- _AIM OF THE EXERCISE_: Your response must be an exact transcription of the lines from the one containing "# one point per instance in the form pixel 107" through the final line of the data.

- _AVAILABLE RECORDS_:
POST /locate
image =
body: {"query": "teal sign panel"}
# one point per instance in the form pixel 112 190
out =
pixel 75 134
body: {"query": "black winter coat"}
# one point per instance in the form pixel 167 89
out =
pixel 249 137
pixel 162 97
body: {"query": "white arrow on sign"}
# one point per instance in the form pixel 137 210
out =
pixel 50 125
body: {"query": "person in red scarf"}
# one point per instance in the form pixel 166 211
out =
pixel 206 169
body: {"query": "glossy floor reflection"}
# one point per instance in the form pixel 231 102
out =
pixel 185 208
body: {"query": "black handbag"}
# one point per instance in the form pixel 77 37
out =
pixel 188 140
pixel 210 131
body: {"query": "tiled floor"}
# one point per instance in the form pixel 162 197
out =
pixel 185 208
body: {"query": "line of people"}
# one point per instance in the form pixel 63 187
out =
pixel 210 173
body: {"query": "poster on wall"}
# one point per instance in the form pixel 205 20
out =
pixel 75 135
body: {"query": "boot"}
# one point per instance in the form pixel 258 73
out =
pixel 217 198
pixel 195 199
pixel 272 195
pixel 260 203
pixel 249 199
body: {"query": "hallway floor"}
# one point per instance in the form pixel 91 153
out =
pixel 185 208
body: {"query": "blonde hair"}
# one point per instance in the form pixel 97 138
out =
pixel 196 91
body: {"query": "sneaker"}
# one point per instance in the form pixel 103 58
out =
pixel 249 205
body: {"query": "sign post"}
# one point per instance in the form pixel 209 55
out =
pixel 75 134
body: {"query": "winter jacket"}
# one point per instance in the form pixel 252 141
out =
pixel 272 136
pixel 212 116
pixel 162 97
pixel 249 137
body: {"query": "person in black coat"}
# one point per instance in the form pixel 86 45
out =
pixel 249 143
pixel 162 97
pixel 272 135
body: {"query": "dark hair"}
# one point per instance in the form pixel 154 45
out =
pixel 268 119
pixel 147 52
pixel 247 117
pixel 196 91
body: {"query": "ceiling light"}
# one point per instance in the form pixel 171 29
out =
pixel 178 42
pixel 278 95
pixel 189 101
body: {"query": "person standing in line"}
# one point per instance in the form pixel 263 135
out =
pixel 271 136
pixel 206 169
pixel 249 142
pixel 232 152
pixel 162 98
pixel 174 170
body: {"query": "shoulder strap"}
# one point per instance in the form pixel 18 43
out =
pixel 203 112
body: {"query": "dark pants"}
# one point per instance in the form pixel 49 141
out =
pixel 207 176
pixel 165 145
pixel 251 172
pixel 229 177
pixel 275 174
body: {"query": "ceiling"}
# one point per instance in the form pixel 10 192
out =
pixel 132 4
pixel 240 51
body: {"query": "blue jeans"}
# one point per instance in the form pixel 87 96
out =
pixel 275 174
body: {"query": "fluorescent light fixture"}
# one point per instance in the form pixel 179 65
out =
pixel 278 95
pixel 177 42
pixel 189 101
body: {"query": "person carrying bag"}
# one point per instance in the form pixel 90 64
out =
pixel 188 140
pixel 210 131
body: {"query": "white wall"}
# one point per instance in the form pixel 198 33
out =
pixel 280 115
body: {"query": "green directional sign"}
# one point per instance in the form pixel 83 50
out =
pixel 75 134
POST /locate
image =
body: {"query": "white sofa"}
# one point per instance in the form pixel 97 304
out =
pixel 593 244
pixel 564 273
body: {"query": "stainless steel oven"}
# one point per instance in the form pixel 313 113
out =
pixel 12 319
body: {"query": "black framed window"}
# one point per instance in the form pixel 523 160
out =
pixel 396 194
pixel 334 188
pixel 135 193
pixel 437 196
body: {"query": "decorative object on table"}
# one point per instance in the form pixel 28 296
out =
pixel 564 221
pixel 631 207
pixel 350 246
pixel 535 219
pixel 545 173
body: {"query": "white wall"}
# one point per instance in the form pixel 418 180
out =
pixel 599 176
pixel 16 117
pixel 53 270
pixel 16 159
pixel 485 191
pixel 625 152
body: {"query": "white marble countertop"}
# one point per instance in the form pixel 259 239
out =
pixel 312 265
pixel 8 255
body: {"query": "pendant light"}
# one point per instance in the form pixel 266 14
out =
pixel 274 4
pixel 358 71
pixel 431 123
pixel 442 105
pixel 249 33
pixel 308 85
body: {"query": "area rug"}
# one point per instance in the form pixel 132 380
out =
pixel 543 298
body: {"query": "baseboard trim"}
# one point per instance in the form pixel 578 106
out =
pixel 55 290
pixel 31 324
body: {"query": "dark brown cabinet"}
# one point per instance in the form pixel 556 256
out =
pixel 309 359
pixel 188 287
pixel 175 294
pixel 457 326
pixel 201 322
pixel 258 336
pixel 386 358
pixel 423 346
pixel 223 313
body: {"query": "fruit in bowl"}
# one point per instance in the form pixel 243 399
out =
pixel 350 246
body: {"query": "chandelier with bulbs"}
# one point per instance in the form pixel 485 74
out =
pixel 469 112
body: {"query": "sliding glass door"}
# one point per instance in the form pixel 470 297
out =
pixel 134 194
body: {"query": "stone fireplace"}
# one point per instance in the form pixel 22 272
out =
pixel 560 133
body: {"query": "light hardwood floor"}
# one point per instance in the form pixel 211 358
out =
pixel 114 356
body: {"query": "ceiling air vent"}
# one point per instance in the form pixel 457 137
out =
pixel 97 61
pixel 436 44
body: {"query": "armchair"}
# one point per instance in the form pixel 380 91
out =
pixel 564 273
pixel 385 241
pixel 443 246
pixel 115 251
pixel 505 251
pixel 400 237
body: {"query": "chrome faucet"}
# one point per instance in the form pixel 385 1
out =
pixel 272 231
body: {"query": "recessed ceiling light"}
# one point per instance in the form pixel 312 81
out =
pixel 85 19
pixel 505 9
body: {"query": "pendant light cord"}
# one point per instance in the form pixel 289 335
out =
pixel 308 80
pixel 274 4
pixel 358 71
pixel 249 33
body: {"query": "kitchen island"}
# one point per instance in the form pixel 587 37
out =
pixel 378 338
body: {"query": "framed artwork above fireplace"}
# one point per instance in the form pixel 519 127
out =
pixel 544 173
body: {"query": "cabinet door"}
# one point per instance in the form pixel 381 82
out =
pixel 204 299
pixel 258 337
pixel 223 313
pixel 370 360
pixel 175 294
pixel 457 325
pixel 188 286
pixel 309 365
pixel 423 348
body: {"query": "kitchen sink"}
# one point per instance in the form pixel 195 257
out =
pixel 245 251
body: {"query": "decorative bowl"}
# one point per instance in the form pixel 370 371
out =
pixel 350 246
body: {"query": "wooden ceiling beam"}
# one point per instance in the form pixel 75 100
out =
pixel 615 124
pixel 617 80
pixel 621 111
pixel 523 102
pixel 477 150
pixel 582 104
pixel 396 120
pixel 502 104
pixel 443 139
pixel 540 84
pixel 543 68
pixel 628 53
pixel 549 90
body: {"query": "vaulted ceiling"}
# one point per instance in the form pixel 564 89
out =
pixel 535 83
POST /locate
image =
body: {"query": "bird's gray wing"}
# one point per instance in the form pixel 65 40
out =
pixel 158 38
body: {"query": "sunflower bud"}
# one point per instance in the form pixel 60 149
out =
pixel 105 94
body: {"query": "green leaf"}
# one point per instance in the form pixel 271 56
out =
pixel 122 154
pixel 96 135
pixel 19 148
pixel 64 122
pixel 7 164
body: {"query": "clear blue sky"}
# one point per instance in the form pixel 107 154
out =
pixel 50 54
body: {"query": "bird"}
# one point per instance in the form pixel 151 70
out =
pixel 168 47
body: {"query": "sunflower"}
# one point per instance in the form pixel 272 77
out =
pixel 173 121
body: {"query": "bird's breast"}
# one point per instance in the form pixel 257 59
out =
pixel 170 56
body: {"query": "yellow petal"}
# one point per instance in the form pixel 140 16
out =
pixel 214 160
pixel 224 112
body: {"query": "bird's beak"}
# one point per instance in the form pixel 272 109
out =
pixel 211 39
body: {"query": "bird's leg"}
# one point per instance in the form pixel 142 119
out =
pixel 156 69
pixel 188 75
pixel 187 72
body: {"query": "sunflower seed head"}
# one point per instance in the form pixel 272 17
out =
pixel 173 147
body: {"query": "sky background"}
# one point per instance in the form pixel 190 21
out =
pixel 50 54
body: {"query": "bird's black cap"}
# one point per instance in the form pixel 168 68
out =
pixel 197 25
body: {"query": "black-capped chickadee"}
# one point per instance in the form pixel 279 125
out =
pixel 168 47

- _FINISHED TASK_:
# one point per instance in the form pixel 107 154
out =
pixel 50 54
body: {"query": "bird"}
# one point per instance in the form pixel 151 70
out =
pixel 168 47
body: {"query": "sunflower"}
# one point per instance in the form pixel 272 77
out =
pixel 173 121
body: {"query": "bird's breast"}
# one point per instance in the form pixel 257 59
out =
pixel 170 56
body: {"query": "yellow petal"}
# one point per instance in the form pixel 140 16
out =
pixel 214 160
pixel 224 112
body: {"query": "bird's beak"}
# one point per instance in the form pixel 272 109
out =
pixel 211 39
body: {"query": "bird's leg"}
# one point per instance in the form pixel 142 119
out =
pixel 156 69
pixel 188 75
pixel 187 72
body: {"query": "sunflower seed head"}
# one point per instance in the form pixel 272 17
out =
pixel 173 147
body: {"query": "sky background"}
# one point per instance in the form pixel 190 21
out =
pixel 50 54
body: {"query": "bird's black cap"}
# one point per instance in the form pixel 168 68
out =
pixel 197 25
body: {"query": "black-capped chickadee"}
# one point per instance in the form pixel 279 125
out =
pixel 168 47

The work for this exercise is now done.